<<<<
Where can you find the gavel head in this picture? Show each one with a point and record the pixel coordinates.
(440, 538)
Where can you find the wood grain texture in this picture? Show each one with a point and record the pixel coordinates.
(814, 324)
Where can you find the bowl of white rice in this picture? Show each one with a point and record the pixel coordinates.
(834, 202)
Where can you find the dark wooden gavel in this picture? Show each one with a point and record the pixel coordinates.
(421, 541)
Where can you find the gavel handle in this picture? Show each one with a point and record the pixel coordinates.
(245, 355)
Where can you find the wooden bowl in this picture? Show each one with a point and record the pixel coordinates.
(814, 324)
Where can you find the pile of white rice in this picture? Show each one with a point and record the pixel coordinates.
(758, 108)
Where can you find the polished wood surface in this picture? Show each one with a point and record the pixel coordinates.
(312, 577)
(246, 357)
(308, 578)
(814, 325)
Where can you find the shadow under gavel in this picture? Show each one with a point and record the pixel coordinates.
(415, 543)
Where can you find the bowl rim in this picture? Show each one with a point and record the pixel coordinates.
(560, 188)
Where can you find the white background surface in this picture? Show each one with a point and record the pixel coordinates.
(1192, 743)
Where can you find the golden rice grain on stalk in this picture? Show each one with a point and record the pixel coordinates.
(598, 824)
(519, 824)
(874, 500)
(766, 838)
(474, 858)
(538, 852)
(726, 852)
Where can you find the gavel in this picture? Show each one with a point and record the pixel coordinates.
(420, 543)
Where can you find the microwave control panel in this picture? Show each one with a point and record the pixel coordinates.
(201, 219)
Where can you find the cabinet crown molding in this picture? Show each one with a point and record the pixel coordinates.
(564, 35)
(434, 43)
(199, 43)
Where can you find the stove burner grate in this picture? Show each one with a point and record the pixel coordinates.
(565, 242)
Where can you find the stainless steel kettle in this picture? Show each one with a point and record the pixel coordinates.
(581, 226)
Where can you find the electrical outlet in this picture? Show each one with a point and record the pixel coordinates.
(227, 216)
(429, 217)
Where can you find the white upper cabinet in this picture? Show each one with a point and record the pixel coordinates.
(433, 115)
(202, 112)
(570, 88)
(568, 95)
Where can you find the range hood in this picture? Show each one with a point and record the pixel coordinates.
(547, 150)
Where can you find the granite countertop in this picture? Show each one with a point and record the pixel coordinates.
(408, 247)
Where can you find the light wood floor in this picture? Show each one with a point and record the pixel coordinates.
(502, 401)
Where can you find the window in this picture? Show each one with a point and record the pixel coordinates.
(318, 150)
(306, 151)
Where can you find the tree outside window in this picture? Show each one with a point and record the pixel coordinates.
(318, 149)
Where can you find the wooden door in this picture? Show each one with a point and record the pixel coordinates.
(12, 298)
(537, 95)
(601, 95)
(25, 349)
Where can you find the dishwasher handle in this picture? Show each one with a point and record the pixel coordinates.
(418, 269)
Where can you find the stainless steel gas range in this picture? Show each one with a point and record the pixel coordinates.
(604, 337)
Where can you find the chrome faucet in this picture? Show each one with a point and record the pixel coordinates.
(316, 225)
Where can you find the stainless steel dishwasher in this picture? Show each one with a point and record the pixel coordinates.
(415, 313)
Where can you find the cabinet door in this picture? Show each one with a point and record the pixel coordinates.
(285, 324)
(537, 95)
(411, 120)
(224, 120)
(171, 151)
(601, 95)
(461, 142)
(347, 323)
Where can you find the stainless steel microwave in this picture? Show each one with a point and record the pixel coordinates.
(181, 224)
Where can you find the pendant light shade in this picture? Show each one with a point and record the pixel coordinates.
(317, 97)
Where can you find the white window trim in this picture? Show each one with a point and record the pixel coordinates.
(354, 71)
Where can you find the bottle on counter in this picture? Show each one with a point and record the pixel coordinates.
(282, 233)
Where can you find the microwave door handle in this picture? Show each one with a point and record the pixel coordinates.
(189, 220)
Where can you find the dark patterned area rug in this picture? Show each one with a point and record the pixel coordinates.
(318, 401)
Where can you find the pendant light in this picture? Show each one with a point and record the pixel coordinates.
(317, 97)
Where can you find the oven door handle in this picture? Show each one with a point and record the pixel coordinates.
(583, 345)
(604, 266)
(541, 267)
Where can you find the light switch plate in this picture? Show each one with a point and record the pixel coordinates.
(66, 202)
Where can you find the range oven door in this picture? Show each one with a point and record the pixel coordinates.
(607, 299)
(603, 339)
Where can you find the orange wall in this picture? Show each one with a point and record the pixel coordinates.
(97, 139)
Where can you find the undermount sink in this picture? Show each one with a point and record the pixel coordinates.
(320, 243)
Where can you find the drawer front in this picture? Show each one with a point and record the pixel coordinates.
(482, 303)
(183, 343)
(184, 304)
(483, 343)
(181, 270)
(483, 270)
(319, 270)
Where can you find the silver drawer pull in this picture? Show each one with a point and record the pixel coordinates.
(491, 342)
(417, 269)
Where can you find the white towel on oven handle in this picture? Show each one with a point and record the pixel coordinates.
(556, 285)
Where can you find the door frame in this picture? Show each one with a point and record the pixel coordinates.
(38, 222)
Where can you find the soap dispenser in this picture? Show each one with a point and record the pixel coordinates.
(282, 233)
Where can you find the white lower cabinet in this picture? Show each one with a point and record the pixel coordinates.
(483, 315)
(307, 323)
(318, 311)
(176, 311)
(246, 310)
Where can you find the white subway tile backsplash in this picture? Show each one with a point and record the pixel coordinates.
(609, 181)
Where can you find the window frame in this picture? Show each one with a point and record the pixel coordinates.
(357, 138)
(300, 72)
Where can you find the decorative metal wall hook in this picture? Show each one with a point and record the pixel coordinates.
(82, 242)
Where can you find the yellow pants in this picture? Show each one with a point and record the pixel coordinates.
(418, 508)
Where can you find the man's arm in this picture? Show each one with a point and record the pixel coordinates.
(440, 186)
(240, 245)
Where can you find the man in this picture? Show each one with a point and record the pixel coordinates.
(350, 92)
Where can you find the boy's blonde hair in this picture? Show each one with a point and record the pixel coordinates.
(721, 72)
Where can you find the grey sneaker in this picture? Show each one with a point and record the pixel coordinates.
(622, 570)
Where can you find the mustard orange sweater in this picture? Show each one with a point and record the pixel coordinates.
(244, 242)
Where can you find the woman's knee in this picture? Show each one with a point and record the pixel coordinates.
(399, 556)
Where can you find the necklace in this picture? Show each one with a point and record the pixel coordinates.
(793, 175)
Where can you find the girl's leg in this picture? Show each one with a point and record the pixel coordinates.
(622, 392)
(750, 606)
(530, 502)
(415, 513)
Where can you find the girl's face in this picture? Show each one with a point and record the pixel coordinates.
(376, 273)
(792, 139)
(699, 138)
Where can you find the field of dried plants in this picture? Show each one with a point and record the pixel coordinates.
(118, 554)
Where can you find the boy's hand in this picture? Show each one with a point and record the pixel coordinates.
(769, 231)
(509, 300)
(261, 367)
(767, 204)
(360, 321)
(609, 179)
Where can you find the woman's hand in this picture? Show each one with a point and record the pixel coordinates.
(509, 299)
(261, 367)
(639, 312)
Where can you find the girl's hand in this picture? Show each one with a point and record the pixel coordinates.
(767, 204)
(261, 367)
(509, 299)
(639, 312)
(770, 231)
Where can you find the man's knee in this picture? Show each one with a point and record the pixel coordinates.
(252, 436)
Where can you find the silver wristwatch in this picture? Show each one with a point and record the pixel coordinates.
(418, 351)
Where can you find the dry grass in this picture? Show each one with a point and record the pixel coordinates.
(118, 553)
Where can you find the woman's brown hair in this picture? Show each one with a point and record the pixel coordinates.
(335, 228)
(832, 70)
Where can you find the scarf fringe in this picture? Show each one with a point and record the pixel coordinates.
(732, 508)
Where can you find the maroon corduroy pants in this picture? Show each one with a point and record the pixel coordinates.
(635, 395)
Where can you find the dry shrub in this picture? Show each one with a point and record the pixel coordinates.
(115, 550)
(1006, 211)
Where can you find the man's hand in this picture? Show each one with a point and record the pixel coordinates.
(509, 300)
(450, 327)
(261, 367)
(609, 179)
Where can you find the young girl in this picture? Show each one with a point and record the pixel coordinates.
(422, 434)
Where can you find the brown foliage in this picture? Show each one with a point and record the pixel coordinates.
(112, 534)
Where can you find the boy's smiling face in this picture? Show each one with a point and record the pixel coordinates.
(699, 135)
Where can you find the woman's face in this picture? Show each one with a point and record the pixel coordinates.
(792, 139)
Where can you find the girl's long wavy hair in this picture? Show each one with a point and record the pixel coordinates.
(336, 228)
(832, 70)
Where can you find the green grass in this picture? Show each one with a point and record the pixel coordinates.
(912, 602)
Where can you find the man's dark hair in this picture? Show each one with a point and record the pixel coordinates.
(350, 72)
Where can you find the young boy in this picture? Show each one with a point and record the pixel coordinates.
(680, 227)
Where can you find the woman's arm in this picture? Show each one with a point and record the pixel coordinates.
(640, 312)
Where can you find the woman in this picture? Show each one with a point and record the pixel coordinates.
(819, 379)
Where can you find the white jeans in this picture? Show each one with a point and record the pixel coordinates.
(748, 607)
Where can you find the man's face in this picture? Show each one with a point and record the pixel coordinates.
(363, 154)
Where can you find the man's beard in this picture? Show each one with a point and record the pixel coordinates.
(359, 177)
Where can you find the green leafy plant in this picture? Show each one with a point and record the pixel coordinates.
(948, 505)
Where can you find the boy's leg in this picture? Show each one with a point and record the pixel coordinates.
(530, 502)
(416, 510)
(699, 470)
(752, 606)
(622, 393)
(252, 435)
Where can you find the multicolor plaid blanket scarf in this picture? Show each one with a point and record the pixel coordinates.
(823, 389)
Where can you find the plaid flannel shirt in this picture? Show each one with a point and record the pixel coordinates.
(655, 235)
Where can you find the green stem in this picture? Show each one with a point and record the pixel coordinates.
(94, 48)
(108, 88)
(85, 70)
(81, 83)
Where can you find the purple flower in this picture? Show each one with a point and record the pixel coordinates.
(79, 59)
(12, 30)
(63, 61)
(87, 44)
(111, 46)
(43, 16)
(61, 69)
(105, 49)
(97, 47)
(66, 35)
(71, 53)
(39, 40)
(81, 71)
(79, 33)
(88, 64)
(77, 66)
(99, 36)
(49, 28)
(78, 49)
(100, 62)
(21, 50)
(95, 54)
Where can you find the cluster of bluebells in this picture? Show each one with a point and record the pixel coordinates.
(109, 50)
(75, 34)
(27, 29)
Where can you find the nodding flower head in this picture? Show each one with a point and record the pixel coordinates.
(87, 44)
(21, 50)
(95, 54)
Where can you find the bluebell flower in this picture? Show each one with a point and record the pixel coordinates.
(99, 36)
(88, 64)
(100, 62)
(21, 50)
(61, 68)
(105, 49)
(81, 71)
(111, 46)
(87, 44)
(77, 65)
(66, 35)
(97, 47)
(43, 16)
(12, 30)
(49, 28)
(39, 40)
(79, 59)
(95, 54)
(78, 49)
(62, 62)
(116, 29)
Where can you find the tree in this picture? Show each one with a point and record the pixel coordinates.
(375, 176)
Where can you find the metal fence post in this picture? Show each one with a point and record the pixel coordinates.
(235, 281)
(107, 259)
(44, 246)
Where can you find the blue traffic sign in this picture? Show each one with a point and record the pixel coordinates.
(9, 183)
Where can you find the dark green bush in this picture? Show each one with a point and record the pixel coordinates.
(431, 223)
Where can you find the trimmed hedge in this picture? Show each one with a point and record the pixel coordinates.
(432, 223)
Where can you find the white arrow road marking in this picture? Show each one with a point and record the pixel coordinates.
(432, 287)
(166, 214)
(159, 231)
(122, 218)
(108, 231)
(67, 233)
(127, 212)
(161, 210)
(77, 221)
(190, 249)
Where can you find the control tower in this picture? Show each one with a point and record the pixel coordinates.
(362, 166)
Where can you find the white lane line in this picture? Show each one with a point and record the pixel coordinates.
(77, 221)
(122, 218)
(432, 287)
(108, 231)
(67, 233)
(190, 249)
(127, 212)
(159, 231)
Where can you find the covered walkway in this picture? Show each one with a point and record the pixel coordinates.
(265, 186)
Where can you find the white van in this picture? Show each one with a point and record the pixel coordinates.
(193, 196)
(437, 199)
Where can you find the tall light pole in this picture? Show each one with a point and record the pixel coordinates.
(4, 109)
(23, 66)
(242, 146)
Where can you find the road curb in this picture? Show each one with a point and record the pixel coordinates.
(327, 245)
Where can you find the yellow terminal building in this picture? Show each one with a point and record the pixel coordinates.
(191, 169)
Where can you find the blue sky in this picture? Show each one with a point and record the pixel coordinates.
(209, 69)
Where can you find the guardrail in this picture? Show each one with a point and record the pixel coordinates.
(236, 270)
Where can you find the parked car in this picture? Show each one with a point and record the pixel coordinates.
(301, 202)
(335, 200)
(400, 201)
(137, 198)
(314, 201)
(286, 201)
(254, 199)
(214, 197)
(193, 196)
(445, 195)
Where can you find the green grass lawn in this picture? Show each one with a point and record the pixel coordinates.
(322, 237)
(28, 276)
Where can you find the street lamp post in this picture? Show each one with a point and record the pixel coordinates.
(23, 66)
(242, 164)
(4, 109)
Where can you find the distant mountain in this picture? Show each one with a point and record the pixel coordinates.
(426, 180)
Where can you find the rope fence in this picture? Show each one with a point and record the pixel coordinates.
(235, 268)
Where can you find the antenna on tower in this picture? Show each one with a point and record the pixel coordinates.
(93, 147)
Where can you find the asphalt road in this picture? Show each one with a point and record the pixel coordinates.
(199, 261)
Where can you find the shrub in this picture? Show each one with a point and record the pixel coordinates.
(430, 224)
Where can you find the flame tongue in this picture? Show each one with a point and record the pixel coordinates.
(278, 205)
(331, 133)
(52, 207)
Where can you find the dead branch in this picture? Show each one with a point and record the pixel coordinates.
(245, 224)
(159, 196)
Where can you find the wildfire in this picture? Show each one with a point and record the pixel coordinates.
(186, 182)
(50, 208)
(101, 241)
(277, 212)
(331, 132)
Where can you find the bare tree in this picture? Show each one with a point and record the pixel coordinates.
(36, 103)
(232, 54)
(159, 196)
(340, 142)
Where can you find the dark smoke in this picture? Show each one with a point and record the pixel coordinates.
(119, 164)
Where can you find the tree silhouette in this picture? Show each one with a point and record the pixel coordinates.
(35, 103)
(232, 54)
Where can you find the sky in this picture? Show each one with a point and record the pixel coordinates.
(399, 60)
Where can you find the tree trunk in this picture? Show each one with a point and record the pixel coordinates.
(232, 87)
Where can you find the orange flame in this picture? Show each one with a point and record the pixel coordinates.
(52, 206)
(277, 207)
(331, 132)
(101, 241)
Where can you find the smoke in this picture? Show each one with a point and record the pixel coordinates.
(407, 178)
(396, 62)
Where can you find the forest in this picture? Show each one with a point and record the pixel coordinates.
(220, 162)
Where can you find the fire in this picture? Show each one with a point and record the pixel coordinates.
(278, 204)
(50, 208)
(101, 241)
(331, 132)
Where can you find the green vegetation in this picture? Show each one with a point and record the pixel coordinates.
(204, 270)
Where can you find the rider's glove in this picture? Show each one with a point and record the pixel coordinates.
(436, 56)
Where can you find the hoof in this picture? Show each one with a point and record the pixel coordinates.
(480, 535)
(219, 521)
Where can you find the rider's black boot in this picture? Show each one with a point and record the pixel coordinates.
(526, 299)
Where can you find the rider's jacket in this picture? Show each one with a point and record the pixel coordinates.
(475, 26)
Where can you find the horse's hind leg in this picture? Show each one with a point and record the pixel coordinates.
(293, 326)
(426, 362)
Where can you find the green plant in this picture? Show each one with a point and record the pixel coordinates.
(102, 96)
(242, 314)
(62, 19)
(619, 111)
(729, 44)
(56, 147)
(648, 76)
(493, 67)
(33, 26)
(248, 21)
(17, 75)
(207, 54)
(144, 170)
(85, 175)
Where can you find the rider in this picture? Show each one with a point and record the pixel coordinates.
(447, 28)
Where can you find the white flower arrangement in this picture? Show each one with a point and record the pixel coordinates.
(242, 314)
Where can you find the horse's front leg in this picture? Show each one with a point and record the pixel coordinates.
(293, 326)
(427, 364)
>>>>
#### EXERCISE DESCRIPTION:
Starting at the line containing "Where can you find the horse's hind" and ending at the last line, swap "flower arrangement" for "bouquet", and write out only those lines with everything else unchanged.

#### COMPLETE OUTPUT:
Where can you find the horse's hind leg in this picture? Show each one with a point and record the pixel coordinates.
(293, 326)
(426, 362)
Where can you find the green plant in this picture? Show each one with a point and record the pixel coordinates.
(102, 96)
(242, 314)
(62, 19)
(619, 111)
(729, 44)
(56, 147)
(648, 76)
(493, 67)
(33, 26)
(248, 21)
(17, 75)
(207, 54)
(144, 170)
(85, 175)
Where can you find the rider in this picture? Show each one with a point and record the pixel coordinates.
(447, 28)
Where can you find the white bouquet in this picture? Show each one with a point and record the pixel coordinates.
(242, 314)
Where can you find the horse's front leg in this picture? Show each one with a point and record the pixel coordinates.
(293, 326)
(427, 364)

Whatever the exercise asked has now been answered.